- _Exercise details_
Update the rows below by replacing every "keypoint" with "point", leaving everything else unchanged.

- _Recorded information_
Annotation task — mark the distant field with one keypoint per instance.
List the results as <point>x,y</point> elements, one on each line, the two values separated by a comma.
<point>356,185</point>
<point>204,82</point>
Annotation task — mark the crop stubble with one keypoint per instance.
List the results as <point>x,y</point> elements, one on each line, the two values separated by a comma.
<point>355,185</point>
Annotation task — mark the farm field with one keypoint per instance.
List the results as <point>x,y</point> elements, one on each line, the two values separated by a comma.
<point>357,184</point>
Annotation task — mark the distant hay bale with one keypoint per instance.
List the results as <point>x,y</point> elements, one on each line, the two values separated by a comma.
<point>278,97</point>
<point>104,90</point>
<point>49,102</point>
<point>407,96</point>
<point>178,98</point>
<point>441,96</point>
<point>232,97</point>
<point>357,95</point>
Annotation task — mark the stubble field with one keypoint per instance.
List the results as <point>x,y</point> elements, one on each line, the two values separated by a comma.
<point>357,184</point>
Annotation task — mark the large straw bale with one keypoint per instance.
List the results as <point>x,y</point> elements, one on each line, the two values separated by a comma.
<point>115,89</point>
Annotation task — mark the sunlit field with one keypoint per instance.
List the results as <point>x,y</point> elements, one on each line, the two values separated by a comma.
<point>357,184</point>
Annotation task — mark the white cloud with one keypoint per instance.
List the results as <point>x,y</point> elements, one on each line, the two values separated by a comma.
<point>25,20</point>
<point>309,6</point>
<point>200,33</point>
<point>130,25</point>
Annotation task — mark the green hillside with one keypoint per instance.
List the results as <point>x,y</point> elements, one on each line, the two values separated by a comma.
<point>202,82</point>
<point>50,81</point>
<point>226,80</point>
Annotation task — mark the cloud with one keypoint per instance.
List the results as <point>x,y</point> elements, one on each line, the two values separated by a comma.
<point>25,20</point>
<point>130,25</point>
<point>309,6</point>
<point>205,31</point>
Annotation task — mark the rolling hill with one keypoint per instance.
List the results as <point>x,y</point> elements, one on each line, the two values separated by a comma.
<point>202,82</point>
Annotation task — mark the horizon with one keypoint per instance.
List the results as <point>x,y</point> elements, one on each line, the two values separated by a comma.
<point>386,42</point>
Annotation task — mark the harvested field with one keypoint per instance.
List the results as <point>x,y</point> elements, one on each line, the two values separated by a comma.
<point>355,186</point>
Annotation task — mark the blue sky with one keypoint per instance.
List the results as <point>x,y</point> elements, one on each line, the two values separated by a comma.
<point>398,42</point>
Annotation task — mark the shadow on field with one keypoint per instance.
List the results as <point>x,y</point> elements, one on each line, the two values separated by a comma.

- _Output of the exercise_
Annotation task — mark the distant field with one point per instance.
List the results as <point>x,y</point> elements, one on each line, the two values separated by a comma.
<point>356,185</point>
<point>204,82</point>
Annotation task — mark the crop stubble with one point per instance.
List the results as <point>x,y</point> elements, one on each line, the two values separated by a comma.
<point>355,185</point>
Annotation task — mark the farm field with one point per instance.
List the results as <point>x,y</point> elements, one on each line, the two values separated by a comma.
<point>357,184</point>
Annotation task — mark the distant hay bale with one point per instance.
List the results as <point>x,y</point> elements, one on each line, the two values separated by a comma.
<point>278,97</point>
<point>104,90</point>
<point>49,102</point>
<point>407,96</point>
<point>178,98</point>
<point>441,96</point>
<point>232,97</point>
<point>357,95</point>
Annotation task — mark the stubble field with one point per instance.
List the results as <point>x,y</point> elements, one on each line, the two values separated by a comma.
<point>357,184</point>
Annotation task — mark the large straw bale with one point per instance.
List the results as <point>x,y</point> elements, one on each line, the two values separated by a comma.
<point>115,89</point>
Annotation task — mark the sunlit field with one point per instance.
List the results as <point>x,y</point> elements, one on each line, the two values separated by a comma.
<point>357,184</point>
Annotation task — mark the white cloud with one point per instance.
List the results as <point>x,y</point> elements, one on each line, the two values separated by a comma.
<point>25,20</point>
<point>309,6</point>
<point>200,33</point>
<point>130,25</point>
Annotation task — mark the green hillside with one point per instance.
List the results as <point>x,y</point> elements, one on each line, the two values separated by a comma.
<point>202,82</point>
<point>50,81</point>
<point>226,80</point>
Annotation task — mark the cloud with one point per instance.
List the results as <point>x,y</point> elements, one on each line, the two values separated by a comma.
<point>25,20</point>
<point>130,25</point>
<point>309,6</point>
<point>205,31</point>
Annotation task — mark the rolling hill with one point per instance.
List the results as <point>x,y</point> elements, one on each line, the two values separated by a comma.
<point>202,82</point>
Annotation task — mark the horizon with one point per instance.
List the results as <point>x,y</point> elements, one on each line, the two values separated by a comma.
<point>386,42</point>
Annotation task — mark the harvested field with one point per instance.
List the results as <point>x,y</point> elements, one on each line, the two values separated by a comma.
<point>355,186</point>
Annotation task — mark the blue sky with one point per instance.
List the results as <point>x,y</point> elements, one on each line, the two values separated by a comma.
<point>398,42</point>
Annotation task — mark the shadow on field with one point per instance.
List the results as <point>x,y</point> elements, one on each line, the two values separated by a comma.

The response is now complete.